- **Problem details**
Retype the data below without altering anything.

================

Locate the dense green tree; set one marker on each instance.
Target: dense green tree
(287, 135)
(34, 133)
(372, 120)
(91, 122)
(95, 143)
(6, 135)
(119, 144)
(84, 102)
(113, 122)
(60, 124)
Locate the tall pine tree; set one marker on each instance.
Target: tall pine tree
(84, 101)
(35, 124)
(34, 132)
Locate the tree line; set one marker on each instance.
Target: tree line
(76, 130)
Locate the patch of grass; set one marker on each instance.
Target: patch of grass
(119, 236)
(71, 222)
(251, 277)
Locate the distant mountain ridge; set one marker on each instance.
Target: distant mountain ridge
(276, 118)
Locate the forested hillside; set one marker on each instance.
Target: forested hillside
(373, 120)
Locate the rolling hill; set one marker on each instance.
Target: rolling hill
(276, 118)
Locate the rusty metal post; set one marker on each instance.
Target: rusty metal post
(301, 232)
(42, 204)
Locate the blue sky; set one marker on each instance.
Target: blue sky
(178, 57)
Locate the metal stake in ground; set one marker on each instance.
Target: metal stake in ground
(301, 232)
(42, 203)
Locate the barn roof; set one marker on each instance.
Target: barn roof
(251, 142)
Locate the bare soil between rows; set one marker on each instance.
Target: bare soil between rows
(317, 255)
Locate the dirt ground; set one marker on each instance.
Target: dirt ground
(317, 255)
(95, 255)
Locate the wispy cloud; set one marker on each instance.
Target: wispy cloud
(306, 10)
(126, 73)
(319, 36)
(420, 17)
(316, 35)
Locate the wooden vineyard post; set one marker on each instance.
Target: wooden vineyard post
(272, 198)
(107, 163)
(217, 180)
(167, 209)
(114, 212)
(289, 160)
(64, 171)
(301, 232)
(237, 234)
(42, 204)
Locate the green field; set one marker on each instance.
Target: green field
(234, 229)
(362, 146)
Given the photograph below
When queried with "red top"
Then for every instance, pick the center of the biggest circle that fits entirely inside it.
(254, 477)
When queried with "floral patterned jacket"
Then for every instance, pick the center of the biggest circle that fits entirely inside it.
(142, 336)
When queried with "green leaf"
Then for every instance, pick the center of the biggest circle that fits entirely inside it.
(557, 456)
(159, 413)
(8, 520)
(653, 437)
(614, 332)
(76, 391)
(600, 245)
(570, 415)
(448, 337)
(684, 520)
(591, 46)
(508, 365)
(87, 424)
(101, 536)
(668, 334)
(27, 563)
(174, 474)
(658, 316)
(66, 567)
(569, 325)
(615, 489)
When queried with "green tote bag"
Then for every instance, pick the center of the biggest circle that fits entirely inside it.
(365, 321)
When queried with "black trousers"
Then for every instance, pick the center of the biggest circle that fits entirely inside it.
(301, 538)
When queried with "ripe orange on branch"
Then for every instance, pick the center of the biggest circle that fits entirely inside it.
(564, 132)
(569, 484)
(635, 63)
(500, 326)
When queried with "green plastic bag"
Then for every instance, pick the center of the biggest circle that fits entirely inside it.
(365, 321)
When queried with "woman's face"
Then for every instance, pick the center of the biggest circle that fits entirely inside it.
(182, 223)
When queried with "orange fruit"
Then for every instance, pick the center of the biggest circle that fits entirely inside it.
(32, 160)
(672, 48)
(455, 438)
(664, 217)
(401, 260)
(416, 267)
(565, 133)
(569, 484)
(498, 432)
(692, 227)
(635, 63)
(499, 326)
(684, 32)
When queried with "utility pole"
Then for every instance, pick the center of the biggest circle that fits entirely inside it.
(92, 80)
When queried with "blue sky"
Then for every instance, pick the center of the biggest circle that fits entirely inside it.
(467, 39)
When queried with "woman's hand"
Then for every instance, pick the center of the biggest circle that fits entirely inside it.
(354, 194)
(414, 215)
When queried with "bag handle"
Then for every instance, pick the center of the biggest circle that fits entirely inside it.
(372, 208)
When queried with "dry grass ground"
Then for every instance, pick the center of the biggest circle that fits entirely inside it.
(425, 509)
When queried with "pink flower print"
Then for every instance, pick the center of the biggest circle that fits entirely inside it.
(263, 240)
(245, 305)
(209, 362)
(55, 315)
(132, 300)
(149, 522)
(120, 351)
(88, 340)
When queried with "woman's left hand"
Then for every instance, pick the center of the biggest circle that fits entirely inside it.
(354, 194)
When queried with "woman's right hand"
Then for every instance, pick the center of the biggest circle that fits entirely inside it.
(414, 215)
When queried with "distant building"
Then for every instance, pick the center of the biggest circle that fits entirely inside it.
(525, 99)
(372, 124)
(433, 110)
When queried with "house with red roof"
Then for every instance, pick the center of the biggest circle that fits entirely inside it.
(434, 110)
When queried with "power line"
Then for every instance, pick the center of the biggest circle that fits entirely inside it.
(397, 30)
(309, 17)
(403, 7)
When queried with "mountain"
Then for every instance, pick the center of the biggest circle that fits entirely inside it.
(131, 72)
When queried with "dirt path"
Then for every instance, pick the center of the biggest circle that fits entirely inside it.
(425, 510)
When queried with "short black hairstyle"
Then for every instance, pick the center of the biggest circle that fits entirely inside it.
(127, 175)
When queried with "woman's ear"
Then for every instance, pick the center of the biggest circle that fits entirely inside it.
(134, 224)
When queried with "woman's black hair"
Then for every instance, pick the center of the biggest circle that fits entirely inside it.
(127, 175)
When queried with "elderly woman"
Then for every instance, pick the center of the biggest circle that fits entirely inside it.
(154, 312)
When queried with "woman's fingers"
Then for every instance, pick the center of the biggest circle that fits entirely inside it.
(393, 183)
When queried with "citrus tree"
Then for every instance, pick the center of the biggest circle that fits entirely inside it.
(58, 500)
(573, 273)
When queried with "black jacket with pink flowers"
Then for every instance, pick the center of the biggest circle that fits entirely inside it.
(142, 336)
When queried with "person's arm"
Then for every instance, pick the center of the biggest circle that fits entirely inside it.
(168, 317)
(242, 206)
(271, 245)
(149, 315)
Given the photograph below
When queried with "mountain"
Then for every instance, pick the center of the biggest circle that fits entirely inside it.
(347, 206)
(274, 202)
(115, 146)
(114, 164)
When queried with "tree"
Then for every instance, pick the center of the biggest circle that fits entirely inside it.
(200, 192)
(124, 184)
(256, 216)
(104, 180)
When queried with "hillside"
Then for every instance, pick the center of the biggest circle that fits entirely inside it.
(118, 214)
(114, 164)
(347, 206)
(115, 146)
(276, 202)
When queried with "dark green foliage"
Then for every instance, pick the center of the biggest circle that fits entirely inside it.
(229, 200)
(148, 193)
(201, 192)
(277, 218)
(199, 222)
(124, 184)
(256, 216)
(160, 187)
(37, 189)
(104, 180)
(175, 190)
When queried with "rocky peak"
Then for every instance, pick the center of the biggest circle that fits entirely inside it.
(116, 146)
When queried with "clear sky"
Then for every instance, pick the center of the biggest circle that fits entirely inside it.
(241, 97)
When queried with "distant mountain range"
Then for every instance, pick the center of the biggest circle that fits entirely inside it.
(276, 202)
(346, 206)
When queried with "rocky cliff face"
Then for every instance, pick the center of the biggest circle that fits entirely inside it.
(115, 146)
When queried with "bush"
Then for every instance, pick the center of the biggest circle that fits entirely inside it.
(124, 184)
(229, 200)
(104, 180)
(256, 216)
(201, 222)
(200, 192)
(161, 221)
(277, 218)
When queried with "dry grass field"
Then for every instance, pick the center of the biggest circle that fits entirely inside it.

================

- **Solution to this problem**
Locate the dense green tree; set one marker on each instance.
Target: dense green tree
(287, 135)
(34, 133)
(372, 120)
(91, 122)
(95, 143)
(6, 135)
(119, 144)
(84, 102)
(113, 122)
(60, 124)
Locate the tall pine tree; set one marker on each instance.
Target: tall pine tree
(84, 101)
(35, 124)
(34, 132)
Locate the tree line; set one marker on each instance.
Target: tree line
(76, 130)
Locate the patch of grass; set one marker on each instance.
Target: patch of grass
(119, 236)
(71, 222)
(251, 277)
Locate the distant mountain ridge; set one marker on each instance.
Target: distant mountain ridge
(276, 118)
Locate the forested hillside; set one marker on each instance.
Target: forested hillside
(373, 120)
Locate the rolling hill; set one marker on each instance.
Target: rolling hill
(276, 118)
Locate the rusty metal post; set one marker on each instance.
Target: rusty metal post
(301, 232)
(42, 204)
Locate the blue sky; set one marker on each instance.
Target: blue sky
(178, 57)
Locate the metal stake in ground; set one marker on each instance.
Target: metal stake in ground
(301, 232)
(42, 203)
Locate the barn roof; set one marker on each instance.
Target: barn roof
(251, 142)
Locate the bare soil between rows; set one marker on each instance.
Target: bare soil between rows
(317, 255)
Locate the dirt ground; set one marker on each instance.
Target: dirt ground
(317, 255)
(95, 255)
Locate the wispy cloud; set one marker on each instance.
Target: wispy cloud
(306, 10)
(126, 73)
(319, 36)
(420, 17)
(316, 35)
Locate the wooden vineyard post; set one marker on each instance.
Target: wooden vineyard post
(272, 198)
(107, 163)
(217, 180)
(167, 209)
(114, 212)
(289, 160)
(64, 171)
(301, 232)
(237, 234)
(42, 204)
Locate the green field; set one marker on each instance.
Target: green field
(234, 229)
(362, 146)
Given the photograph below
When queried with "red top"
Then for every instance, pick the center of the biggest circle that fits entirely inside it.
(254, 477)
When queried with "floral patterned jacket"
Then for every instance, pick the center of the biggest circle that fits entirely inside it.
(142, 336)
When queried with "green leaf"
Then for every instance, pick the center of the biggest circle that fits entirely inside it.
(557, 456)
(159, 413)
(8, 520)
(653, 437)
(614, 332)
(76, 391)
(600, 245)
(570, 415)
(448, 337)
(684, 520)
(591, 46)
(508, 365)
(87, 424)
(101, 536)
(668, 334)
(27, 563)
(174, 474)
(658, 316)
(66, 567)
(569, 325)
(615, 489)
When queried with "green tote bag"
Then for every instance, pick the center of the biggest circle that fits entirely inside it.
(365, 321)
When queried with "black trousers"
Then for every instance, pick the center of the biggest circle that fits entirely inside it.
(301, 538)
When queried with "ripe orange on branch"
Then for every instance, pick the center of the biggest circle that fits entirely inside it.
(564, 132)
(569, 484)
(635, 63)
(500, 326)
When queried with "green plastic bag"
Then for every instance, pick the center of the biggest circle that fits entirely inside it.
(365, 321)
When queried with "woman's face"
Then for every instance, pick the center of the biggest circle that fits entirely inside it.
(182, 223)
When queried with "orange fruit"
Then for every instance, pick the center of the biggest circle that fits entirely inside it.
(32, 160)
(672, 48)
(455, 438)
(664, 217)
(401, 260)
(416, 267)
(565, 133)
(569, 484)
(498, 432)
(692, 227)
(635, 63)
(499, 326)
(684, 32)
When queried with "utility pole"
Then for every instance, pick the center of the biggest circle that fits entirely inside it.
(92, 80)
When queried with "blue sky"
Then for every instance, pick the center of the biggest circle that fits entirely inside it.
(467, 39)
When queried with "woman's hand"
Then for every instance, pick the center of the biggest circle that fits entirely inside it.
(354, 194)
(414, 215)
When queried with "bag handle"
Then for every instance, pick the center of the biggest circle that fits entirely inside it.
(372, 208)
When queried with "dry grass ground"
Then for every instance, pick the center of the biggest circle that fits entirely inside it.
(425, 509)
When queried with "pink flower print"
Then for every instance, pick the center of the biggest circle that fits entirely inside it.
(263, 240)
(245, 305)
(209, 362)
(55, 315)
(132, 300)
(149, 522)
(120, 351)
(88, 340)
When queried with "woman's left hand"
Then for every instance, pick the center of the biggest circle that fits entirely inside it.
(354, 194)
When queried with "woman's right hand"
Then for every instance, pick the center of the biggest circle that fits entirely inside it.
(414, 215)
When queried with "distant building"
Then for every instance, pick the center of the biggest circle that fits entirely inside it.
(525, 99)
(372, 124)
(433, 110)
When queried with "house with red roof"
Then for every instance, pick the center of the biggest circle that fits entirely inside it.
(434, 110)
When queried with "power line"
Then for every instance, pick the center of the biggest circle that fits entirely inside it.
(397, 30)
(309, 17)
(403, 7)
When queried with "mountain"
Then for every instance, pick the center of the biggest circle that fits entirely inside it.
(131, 72)
When queried with "dirt path"
Then for every instance, pick the center of the biggest circle that fits entirely inside it.
(425, 510)
When queried with "short black hairstyle"
Then for every instance, pick the center of the biggest circle that fits entirely inside it.
(127, 175)
When queried with "woman's ear"
Then for every instance, pick the center of the biggest circle that fits entirely inside it.
(134, 224)
When queried with "woman's black hair"
Then for every instance, pick the center of the biggest circle that fits entirely inside it.
(127, 175)
When queried with "elderly woman"
Then for every instance, pick the center of the biggest circle that fits entirely inside it.
(154, 312)
When queried with "woman's fingers"
Then for every instance, pick the center of the biggest circle that fits entirely inside it.
(393, 183)
When queried with "citrus tree"
Then for every instance, pick the center of the biggest circle that fits entirely inside it.
(58, 500)
(573, 273)
When queried with "black jacket with pink flowers"
Then for every instance, pick the center of the biggest circle that fits entirely inside it.
(142, 336)
When queried with "person's arm"
Then for every instance, pick the center of the biggest circle that fits entirely inside it.
(168, 317)
(242, 206)
(271, 245)
(149, 315)
Given the photograph below
When queried with "mountain"
Then for every instance, pick the center of the biggest circle that fits entirely inside it.
(347, 206)
(274, 202)
(115, 146)
(114, 164)
When queried with "tree"
Then for every instance, pick the center of the biggest circle that fits entirely inside it.
(200, 192)
(124, 184)
(256, 216)
(104, 180)
When queried with "hillside"
Then for every instance, pick the center of the biggest circle that fits entirely inside it.
(118, 214)
(114, 164)
(347, 206)
(115, 146)
(276, 202)
When queried with "dark green foliage"
Then for every instance, pick the center of the biggest circle that fits entirely inside it.
(229, 200)
(148, 193)
(201, 192)
(277, 218)
(199, 222)
(124, 184)
(256, 216)
(160, 187)
(37, 189)
(104, 180)
(175, 190)
When queried with "rocky peak"
Then for every instance, pick the center of the biggest circle that fits entirely inside it.
(116, 146)
When queried with "clear sky"
Then for every instance, pick the center of the biggest circle that fits entirely inside it.
(241, 97)
When queried with "distant mountain range"
Then for every instance, pick the center of the biggest circle that fits entirely inside it.
(276, 202)
(346, 206)
When queried with "rocky cliff face"
Then for every instance, pick the center of the biggest circle that fits entirely inside it.
(115, 146)
When queried with "bush"
Then for every instance, pick the center of the biggest circle that fits entirely inside it.
(124, 184)
(229, 200)
(104, 180)
(256, 216)
(201, 222)
(200, 192)
(161, 221)
(277, 218)
When queried with "dry grass field"
Then for every instance, pick the center of the biggest circle that fits entirely inside it.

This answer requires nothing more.